**SUPPLIED PASSAGE**
*-*-*
It seems like the type of rear-end accidents when driving the same direction was the most frequent one during daytime, and during the dark conditions, single-vehicle crashes happened the most. I assume when drivers can see the driving conditions clearly, their attention is easily directed to somewhere else rather than to focusing on the front of the vehicle; when driving at night, it is difficult to see the road, and single-vehicle crashes would happen much more than other accidents due to the nebulous driving conditions that hinder drivers making the safe decisions.

vc %>%
  count(bright_or_dark,harm_event_desc1, sort = TRUE) %>%
  mutate(harm_event_desc1 = fct_lump(harm_event_desc1, n = 5, w = n),
         harm_event_desc1 = fct_reorder(harm_event_desc1, n)) %>%
  ggplot(aes(harm_event_desc1, n, fill = n)) +
  geom_col() +
  facet_wrap(~bright_or_dark) +
  coord_flip() +
  scale_y_continuous(labels = comma) +
  scale_fill_continuous(labels = comma)+
  theme_bw() +
  theme(
    strip.text = element_text(size = 12, face = "bold"),
    axis.title.y = element_blank(),
    axis.text.y = element_text(size = 11),
    axis.text.x = element_text(angle = 10),
    legend.position = "none"
*-*-*
**DATASET CONTENT**
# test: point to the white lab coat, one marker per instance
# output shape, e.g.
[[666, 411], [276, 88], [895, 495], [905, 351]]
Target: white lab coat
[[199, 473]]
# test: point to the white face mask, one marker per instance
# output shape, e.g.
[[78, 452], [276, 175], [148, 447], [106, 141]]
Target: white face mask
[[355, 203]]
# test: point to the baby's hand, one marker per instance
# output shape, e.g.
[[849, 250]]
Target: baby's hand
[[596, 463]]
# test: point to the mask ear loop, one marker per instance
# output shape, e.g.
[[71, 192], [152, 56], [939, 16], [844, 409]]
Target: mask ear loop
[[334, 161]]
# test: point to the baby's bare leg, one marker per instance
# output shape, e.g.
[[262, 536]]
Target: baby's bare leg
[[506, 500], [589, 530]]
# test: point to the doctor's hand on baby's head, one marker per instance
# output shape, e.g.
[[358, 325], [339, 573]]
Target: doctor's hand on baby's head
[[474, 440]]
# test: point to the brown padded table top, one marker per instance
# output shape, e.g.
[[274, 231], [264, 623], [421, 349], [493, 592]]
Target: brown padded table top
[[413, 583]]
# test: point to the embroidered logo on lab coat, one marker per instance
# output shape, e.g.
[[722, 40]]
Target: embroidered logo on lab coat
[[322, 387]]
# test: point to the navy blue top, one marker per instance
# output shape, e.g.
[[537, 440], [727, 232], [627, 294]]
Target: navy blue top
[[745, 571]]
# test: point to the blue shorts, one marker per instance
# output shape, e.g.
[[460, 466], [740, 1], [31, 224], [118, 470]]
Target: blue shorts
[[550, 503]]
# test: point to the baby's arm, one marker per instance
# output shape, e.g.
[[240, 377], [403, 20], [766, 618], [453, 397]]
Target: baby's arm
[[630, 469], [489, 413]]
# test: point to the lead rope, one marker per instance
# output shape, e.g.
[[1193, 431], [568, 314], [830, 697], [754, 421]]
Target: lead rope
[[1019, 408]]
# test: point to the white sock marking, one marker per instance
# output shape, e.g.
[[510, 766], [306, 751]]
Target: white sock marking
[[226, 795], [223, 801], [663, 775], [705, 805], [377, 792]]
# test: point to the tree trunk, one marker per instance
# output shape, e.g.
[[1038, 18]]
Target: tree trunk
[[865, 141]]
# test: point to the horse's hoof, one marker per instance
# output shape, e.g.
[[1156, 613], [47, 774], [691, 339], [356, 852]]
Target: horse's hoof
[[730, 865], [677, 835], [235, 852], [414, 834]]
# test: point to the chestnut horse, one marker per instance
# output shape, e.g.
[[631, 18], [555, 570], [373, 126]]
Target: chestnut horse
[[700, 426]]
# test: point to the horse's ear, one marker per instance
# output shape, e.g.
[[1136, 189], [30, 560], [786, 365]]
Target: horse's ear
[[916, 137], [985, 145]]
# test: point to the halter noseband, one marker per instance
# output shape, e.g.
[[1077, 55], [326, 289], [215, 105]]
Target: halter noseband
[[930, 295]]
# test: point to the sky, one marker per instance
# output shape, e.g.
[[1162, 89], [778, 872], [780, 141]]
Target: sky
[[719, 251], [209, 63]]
*-*-*
**TASK DIRECTIONS**
Write out the crash analysis passage word for word, from "It seems like" to "the safe decisions.". None of the items are needed for this.

**SOLUTION TO THE PROBLEM**
It seems like the type of rear-end accidents when driving the same direction was the most frequent one during daytime, and during the dark conditions, single-vehicle crashes happened the most. I assume when drivers can see the driving conditions clearly, their attention is easily directed to somewhere else rather than to focusing on the front of the vehicle; when driving at night, it is difficult to see the road, and single-vehicle crashes would happen much more than other accidents due to the nebulous driving conditions that hinder drivers making the safe decisions.